I'm so worried about brexit too, but not sure what is best to stockpile!One thing I've learned in life is that you don't usually get abused for asking (nicely) for something which other people clearly aren't using themselves. It's a nice touch to return a token amount of said item incorporated into another item (pie? jam?) as a wee thank you and then you can build an ongoing relationship which may even become a friendship.
If returning some isn't viable, perhaps a small bunch of flowers or other gift might be appropriate? Or even a hand-written note/ card of thanks. Or a favour done in return. Most folks are pretty kind and are happy to help others but many have a great aversion to ingratitude or being taken for a ride. Nice manners, and a smile can go a long way.
Was chatting to a fellow allotmenteer late one night last week about the ethics of foraging top fruit from heavily-fruiting bushes/ trees on untenanted plots. We've decided between ourselves and a couple of other plotholders that any plot which has been untenanted for over a year, and for which the previous season's fruit was seen to rot in situ, is fair game. But to be done with discretion. I've been promised plums in a few weeks, he's keeping an eye on them.

(Coordinate labeling records)
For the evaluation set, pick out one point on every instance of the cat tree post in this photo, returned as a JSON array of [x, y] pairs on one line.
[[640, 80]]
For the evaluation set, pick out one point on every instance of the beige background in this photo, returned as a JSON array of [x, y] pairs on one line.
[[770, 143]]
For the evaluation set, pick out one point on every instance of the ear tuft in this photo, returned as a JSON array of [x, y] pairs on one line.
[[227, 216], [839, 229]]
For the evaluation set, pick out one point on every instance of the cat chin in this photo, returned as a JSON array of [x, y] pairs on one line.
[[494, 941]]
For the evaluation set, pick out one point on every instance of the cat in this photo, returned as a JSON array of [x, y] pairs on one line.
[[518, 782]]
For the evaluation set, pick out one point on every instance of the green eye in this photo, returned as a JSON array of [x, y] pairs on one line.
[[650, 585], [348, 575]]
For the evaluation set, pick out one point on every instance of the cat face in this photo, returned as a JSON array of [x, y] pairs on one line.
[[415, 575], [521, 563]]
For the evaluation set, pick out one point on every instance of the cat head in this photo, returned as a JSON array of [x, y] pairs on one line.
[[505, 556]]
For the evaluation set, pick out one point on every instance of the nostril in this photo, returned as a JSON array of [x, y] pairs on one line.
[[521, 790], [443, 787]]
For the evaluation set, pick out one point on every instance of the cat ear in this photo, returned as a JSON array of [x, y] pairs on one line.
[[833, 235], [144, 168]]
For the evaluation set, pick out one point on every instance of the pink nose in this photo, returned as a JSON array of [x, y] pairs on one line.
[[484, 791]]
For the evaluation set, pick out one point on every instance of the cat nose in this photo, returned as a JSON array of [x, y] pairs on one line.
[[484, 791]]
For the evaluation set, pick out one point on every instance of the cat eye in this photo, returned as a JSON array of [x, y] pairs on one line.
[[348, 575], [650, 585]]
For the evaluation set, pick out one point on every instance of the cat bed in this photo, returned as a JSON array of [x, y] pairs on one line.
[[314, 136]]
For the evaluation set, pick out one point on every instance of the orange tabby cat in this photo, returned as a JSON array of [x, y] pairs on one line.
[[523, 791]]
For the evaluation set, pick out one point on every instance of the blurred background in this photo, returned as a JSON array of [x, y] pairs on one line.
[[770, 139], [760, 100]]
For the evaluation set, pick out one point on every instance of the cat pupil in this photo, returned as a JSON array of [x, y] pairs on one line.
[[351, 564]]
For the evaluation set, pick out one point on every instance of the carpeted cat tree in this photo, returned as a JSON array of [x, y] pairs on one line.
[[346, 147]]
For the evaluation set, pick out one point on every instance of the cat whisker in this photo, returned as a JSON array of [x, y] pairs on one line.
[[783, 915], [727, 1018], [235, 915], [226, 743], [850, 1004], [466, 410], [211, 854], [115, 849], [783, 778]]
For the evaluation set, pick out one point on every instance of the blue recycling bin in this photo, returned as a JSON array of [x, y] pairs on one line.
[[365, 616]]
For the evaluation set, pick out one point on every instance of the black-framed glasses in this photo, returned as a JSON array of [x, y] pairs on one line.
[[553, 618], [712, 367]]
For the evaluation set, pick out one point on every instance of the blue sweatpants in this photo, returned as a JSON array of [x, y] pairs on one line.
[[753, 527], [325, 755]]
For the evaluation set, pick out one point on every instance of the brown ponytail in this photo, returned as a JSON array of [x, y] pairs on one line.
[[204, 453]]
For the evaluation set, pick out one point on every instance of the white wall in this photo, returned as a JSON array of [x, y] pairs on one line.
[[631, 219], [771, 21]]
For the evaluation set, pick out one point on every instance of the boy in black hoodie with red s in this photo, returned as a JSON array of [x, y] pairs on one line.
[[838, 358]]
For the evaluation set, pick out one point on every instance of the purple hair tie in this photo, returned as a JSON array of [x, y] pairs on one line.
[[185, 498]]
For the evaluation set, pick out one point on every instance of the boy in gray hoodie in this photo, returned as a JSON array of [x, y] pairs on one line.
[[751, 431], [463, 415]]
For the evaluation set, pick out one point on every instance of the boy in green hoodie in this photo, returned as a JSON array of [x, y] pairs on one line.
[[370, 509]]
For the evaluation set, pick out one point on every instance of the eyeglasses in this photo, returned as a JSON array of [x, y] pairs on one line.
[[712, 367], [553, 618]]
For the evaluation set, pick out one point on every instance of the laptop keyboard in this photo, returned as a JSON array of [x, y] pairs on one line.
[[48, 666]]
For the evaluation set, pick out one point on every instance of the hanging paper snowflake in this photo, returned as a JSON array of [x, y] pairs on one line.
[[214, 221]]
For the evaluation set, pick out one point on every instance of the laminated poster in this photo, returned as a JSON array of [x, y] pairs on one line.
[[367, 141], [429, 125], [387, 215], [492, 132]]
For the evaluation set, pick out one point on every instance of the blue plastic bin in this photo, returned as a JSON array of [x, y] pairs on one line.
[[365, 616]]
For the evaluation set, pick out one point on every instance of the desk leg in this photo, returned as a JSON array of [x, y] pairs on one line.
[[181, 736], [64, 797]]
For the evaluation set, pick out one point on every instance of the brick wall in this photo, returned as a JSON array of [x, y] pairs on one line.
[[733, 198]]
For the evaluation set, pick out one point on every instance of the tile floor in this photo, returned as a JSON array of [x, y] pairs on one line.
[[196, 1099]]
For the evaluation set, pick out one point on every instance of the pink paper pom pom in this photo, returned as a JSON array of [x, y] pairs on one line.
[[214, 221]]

* [Directions]:
In the allotment post, how long must a plot have gone untenanted before the plotholders treat its fruit as fair game? Rely on the allotment post alone.

* [Finished exercise]:
Over a year.